PSİKOFARMAKOLOJİ / MAYIS 2016
Antalya’da düzenlenen Psikofarmakoloji Kongresi’nde bilim insanları bağırsakların beynin sağlıklı çalışmasındaki önemine vurgu yaparak, “Bağırsaklarımızda sağlıklı bakterilerin sayısını artırabilirsek beynimiz de daha iyi fonksiyon gösterecektir” iddiasında bulundu.
İNSANDA 2. BEYİN Mİ VAR?
Psikofarmakoloji Derneği tarafından düzenlenen 8. Uluslararası Psikofarmakoloji Kongresi ve 4. Uluslararası Çocuk ve Ergen Psikofarmakolojisi Sempozyumu’nda konuşan Doç. Dr. Gökben Hızlı Sayar “Eskiden bizim düşüncemiz beynin bağırsakları yönettiğiydi. Örneğin strese girdiğimizde bağırsak fonksiyonlarında bozulmalar olur. İshal, kabızlık, karın ağrıları olabiliyor. Beyin fonksiyonları bağırsakları düzenliyor gibiydi fakat son yıllarda şunu görüyoruz ki, bu sistem ters yöne de işleyebiliyor. Bağırsaklarımız, beynimizin sağlıklı biçimde çalışmasında oldukça büyük role sahip. Bu konuda örneğin şizofrenide, otizmde, Alzheimer hastalığında, dikkat eksikliği, hiperaktivite bozukluğunda birçok çalışmalar yapılıyor ve çalışmanın çok büyük bir oranı eğer bağırsaklarımızdaki sağlıklı bakterilerin sayısını artırabilirsek beynimizin de daha iyi fonksiyon göstereceğini işaret ediyor” dedi.

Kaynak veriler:

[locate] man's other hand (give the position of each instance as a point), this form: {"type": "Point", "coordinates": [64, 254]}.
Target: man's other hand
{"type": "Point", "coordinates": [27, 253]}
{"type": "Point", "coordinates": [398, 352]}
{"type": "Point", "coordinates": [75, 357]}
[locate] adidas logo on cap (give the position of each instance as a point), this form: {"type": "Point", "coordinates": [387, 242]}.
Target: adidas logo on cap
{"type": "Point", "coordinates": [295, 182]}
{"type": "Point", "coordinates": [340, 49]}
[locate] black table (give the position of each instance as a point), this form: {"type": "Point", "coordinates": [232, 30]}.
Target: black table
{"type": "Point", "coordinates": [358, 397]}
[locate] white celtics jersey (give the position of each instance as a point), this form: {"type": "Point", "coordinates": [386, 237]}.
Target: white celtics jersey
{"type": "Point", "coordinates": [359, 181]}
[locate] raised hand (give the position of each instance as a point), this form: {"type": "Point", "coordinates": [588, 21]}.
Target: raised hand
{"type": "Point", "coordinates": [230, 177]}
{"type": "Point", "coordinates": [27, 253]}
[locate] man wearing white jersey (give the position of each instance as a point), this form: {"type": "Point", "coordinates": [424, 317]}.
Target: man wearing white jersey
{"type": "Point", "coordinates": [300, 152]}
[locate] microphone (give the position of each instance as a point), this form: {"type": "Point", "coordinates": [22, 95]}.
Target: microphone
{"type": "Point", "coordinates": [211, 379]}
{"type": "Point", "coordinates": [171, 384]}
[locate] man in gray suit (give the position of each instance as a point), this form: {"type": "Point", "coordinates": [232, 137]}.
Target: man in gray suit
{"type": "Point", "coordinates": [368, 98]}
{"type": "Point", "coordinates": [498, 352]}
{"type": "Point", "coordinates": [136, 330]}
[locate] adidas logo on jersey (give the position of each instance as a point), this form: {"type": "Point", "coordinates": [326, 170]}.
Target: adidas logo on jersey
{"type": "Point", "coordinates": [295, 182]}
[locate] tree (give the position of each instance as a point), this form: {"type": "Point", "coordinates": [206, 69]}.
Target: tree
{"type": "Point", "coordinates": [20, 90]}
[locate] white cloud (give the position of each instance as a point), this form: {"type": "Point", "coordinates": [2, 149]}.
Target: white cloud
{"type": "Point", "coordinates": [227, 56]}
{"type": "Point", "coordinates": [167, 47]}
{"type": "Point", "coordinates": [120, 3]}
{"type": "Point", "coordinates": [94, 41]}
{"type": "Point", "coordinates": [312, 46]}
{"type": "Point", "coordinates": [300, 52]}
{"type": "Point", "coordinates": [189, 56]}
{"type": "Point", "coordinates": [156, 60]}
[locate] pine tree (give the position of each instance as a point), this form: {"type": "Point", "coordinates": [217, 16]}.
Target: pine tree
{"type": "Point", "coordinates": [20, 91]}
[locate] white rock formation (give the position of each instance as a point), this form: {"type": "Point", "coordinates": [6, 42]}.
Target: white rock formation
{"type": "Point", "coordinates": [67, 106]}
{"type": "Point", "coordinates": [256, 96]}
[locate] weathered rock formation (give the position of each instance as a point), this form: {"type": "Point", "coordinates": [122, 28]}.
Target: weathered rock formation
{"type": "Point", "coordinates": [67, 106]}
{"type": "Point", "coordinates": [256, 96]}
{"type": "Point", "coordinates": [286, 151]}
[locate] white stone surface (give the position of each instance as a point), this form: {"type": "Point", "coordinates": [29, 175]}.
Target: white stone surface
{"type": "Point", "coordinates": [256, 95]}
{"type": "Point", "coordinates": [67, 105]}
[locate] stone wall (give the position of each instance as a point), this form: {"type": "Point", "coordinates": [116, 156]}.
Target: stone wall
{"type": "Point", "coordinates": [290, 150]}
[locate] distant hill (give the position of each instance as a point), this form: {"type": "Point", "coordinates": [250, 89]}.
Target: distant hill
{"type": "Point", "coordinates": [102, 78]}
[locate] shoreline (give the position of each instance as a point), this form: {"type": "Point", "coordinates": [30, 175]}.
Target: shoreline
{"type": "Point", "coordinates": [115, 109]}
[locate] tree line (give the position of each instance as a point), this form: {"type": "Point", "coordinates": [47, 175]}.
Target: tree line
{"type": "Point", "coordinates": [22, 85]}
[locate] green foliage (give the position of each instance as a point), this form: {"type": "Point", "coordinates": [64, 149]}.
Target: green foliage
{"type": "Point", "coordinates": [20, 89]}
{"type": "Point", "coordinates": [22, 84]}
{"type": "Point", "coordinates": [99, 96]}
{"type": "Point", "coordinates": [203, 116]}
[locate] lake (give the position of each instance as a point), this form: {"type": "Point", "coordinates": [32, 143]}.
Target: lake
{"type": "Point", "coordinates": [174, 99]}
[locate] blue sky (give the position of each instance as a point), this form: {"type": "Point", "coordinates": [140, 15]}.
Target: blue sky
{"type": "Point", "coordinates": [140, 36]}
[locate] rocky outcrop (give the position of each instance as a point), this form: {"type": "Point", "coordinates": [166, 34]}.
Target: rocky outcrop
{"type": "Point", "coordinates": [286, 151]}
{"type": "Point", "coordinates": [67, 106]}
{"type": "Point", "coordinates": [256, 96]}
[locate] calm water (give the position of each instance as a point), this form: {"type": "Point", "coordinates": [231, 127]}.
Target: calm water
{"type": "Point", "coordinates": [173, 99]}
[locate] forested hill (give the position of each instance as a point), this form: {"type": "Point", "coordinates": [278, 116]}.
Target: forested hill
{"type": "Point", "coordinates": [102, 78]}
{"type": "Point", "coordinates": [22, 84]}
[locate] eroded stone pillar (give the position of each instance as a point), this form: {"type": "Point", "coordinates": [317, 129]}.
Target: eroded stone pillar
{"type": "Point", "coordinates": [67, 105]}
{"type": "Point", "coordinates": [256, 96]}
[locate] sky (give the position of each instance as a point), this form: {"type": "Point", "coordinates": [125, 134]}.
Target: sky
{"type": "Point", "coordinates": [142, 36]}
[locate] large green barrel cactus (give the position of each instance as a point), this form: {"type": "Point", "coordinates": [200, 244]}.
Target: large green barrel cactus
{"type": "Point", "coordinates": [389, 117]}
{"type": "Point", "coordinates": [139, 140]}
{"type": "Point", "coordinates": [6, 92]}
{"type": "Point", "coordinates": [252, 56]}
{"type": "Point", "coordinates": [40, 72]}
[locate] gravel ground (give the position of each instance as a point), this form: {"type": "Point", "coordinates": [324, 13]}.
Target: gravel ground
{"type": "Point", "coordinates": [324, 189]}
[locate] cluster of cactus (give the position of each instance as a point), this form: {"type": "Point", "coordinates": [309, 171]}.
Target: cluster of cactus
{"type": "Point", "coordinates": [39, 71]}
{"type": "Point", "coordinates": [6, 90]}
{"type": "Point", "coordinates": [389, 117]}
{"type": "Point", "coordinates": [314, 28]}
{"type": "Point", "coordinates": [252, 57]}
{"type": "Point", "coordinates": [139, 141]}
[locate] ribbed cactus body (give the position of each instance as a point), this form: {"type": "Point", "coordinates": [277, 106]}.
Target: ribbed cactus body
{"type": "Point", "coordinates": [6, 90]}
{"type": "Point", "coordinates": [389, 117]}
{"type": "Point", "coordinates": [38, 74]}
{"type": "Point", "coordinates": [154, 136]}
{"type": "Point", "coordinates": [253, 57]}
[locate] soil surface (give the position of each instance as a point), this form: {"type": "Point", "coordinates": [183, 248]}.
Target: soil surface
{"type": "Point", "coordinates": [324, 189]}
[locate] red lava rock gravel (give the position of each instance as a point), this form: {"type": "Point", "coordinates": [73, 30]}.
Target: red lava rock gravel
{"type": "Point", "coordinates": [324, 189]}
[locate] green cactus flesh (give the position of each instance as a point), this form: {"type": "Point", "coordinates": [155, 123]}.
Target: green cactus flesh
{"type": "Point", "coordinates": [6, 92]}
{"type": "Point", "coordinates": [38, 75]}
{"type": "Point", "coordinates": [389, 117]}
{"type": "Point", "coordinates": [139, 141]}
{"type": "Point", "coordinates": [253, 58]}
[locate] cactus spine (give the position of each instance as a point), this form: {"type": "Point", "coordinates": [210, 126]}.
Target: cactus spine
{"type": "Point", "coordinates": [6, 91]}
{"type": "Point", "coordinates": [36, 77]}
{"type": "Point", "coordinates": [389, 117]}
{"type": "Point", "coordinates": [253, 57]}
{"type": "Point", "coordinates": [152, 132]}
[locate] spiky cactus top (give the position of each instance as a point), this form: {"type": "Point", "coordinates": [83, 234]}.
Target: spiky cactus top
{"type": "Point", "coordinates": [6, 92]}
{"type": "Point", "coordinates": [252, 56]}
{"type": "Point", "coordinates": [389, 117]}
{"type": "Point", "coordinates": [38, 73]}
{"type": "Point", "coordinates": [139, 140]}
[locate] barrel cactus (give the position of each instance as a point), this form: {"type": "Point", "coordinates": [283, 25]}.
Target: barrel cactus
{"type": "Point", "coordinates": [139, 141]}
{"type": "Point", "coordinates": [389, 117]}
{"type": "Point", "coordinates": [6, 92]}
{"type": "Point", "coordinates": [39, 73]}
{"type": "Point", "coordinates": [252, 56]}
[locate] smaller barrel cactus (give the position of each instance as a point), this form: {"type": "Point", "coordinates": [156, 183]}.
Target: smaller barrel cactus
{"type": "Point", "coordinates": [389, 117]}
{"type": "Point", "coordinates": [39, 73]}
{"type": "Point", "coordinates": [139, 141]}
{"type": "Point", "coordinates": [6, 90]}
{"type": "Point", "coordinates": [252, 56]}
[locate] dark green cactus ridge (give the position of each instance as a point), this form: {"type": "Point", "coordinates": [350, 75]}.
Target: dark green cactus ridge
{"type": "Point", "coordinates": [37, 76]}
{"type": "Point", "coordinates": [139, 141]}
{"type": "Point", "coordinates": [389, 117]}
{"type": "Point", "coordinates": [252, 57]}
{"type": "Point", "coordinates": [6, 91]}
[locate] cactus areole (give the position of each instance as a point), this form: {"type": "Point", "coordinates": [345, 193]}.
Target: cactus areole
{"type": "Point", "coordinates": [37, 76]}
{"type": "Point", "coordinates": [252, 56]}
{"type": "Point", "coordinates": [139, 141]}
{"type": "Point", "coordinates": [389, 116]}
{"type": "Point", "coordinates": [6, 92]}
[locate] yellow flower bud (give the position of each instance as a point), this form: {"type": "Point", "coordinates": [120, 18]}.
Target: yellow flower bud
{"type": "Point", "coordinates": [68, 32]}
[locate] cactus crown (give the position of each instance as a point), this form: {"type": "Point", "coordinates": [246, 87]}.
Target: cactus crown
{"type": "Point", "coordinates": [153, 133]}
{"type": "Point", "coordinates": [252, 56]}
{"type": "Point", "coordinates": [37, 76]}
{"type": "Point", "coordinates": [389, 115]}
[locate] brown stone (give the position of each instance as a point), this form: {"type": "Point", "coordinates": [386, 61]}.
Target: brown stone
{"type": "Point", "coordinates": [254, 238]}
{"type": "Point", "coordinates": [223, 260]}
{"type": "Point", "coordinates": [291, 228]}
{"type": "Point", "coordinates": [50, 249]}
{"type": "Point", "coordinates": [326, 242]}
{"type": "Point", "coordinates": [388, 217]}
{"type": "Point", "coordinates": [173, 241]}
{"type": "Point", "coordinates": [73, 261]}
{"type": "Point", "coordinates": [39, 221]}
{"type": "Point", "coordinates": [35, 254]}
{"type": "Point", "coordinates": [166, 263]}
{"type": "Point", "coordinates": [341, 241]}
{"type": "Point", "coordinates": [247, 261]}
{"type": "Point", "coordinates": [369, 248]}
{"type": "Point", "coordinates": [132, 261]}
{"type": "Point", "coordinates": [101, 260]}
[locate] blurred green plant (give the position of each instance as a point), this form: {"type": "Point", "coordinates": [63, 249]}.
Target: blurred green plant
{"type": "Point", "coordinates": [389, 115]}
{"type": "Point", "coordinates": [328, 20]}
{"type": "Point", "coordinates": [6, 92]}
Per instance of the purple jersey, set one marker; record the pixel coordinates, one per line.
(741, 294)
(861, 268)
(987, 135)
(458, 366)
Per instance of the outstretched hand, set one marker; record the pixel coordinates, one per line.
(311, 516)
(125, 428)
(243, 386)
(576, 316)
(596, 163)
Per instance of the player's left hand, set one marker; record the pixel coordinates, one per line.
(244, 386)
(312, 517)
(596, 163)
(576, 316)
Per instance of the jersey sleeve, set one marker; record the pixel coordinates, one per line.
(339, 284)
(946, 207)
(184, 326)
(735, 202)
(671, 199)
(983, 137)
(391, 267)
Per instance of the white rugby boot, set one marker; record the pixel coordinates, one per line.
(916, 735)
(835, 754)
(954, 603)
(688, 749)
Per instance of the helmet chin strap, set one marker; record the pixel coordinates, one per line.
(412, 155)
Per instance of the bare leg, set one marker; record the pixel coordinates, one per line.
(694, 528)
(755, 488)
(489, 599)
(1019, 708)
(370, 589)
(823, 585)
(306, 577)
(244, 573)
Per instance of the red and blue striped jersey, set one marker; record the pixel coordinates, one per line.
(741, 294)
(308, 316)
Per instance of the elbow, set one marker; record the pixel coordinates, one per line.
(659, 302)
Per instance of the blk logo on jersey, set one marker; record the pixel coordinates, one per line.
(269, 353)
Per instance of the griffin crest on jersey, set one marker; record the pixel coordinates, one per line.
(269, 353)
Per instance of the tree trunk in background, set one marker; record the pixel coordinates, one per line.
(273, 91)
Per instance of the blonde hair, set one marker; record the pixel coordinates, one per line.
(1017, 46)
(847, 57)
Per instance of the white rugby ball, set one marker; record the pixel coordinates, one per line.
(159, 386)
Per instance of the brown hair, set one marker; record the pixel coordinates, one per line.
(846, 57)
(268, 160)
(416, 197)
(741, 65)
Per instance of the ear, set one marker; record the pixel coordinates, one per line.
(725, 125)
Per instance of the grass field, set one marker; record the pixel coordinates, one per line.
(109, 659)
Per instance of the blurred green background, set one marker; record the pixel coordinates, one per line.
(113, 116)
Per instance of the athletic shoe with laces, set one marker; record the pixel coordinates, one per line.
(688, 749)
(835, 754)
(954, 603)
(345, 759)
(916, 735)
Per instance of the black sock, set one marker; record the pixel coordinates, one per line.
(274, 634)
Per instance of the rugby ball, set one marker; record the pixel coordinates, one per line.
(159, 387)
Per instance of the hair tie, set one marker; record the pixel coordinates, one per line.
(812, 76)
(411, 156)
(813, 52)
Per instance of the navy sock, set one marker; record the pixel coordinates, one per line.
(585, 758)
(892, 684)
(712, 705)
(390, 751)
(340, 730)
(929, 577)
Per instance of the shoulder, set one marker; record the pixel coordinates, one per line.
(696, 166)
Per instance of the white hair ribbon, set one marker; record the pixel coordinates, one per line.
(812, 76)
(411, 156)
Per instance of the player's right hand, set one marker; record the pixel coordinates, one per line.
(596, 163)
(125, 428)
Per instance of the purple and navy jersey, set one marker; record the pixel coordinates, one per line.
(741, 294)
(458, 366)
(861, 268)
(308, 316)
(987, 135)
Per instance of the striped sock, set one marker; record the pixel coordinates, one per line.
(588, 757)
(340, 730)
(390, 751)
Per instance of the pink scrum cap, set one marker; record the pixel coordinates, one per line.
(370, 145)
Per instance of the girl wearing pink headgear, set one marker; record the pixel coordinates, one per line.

Görev Tanımı - Bağırsaklar ile beyin arasındaki ilişkiyi anlatan metni, hiçbir değişiklik yapmadan baştan sona yazınız.

Alıştırma Çıktısı -
PSİKOFARMAKOLOJİ / MAYIS 2016
Antalya’da düzenlenen Psikofarmakoloji Kongresi’nde bilim insanları bağırsakların beynin sağlıklı çalışmasındaki önemine vurgu yaparak, “Bağırsaklarımızda sağlıklı bakterilerin sayısını artırabilirsek beynimiz de daha iyi fonksiyon gösterecektir” iddiasında bulundu.
İNSANDA 2. BEYİN Mİ VAR?
Psikofarmakoloji Derneği tarafından düzenlenen 8. Uluslararası Psikofarmakoloji Kongresi ve 4. Uluslararası Çocuk ve Ergen Psikofarmakolojisi Sempozyumu’nda konuşan Doç. Dr. Gökben Hızlı Sayar “Eskiden bizim düşüncemiz beynin bağırsakları yönettiğiydi. Örneğin strese girdiğimizde bağırsak fonksiyonlarında bozulmalar olur. İshal, kabızlık, karın ağrıları olabiliyor. Beyin fonksiyonları bağırsakları düzenliyor gibiydi fakat son yıllarda şunu görüyoruz ki, bu sistem ters yöne de işleyebiliyor. Bağırsaklarımız, beynimizin sağlıklı biçimde çalışmasında oldukça büyük role sahip. Bu konuda örneğin şizofrenide, otizmde, Alzheimer hastalığında, dikkat eksikliği, hiperaktivite bozukluğunda birçok çalışmalar yapılıyor ve çalışmanın çok büyük bir oranı eğer bağırsaklarımızdaki sağlıklı bakterilerin sayısını artırabilirsek beynimizin de daha iyi fonksiyon göstereceğini işaret ediyor” dedi.